AIM OF THE EXERCISE - Reproduce the following records word for word, leaving out the pictures.

PROVIDED ENTRIES -

──────────

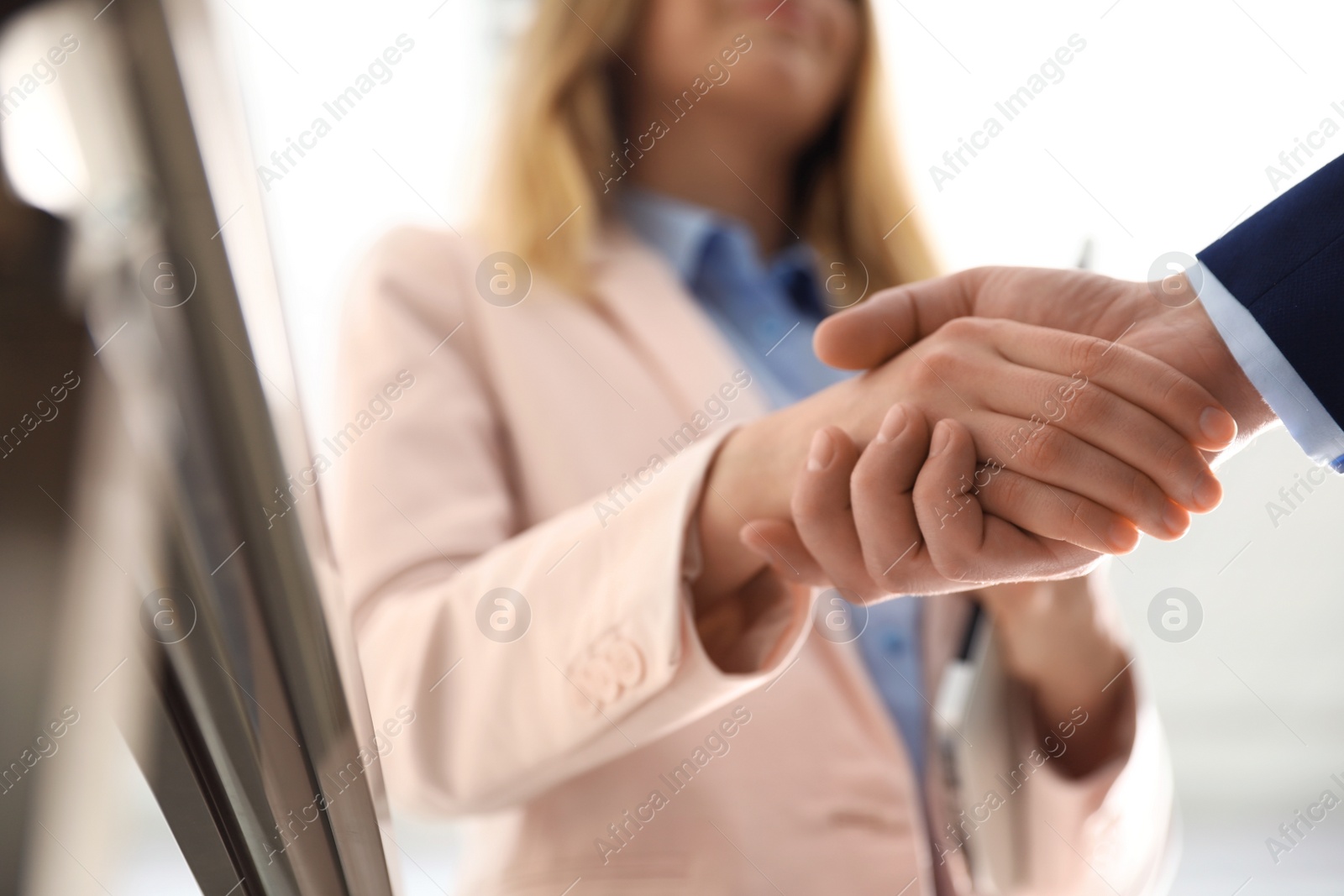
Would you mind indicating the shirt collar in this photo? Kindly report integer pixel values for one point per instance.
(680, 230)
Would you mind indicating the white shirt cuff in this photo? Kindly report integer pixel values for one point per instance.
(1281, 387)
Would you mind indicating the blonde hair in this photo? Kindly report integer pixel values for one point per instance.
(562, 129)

──────────

SOLUTION FOR THIS PROBLEM -
Would you mind indicating the shirt collar in this photo? Kindly report integer pixel values for one point per instance.
(680, 230)
Would you mind indicating the white shirt cuff in this photo? Kindly report integer pixel values for one point per instance.
(1281, 387)
Would you mind indicating the blonde hair in this photo? Kindly report integer pixel values for one point per instance.
(562, 129)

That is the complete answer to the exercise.